--- What this task involves ---
Extract each line of the material below that contains the string "pool", matching uppercase and lowercase letters exactly.

--- Rows ---
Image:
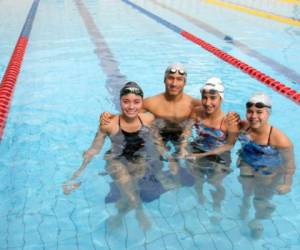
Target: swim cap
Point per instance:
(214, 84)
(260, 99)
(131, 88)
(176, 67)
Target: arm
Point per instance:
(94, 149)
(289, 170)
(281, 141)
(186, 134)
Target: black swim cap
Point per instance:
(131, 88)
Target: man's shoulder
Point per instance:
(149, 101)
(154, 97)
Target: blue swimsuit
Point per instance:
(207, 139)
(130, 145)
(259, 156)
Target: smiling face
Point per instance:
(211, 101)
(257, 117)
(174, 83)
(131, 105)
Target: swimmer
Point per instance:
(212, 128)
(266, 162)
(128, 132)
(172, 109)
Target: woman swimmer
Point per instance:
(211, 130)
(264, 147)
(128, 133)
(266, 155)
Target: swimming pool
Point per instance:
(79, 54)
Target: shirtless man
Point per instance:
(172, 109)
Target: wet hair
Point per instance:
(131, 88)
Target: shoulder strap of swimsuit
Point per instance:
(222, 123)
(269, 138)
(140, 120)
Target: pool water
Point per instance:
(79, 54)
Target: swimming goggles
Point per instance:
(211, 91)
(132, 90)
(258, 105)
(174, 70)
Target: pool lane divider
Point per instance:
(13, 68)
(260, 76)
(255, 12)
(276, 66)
* * *
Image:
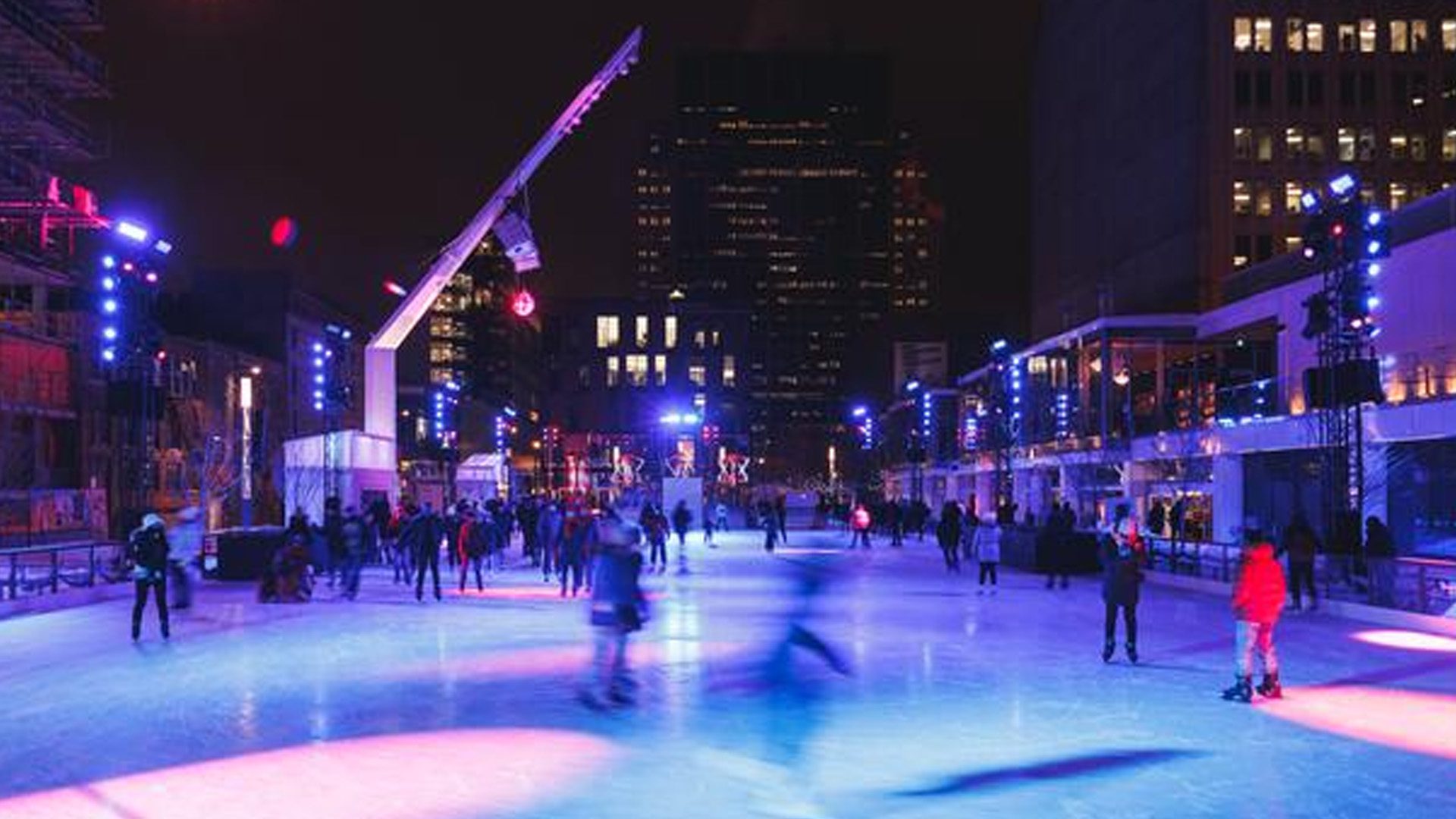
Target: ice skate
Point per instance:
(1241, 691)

--- Solution ---
Target: swimming pool
Target: pool water
Target: pool lane divider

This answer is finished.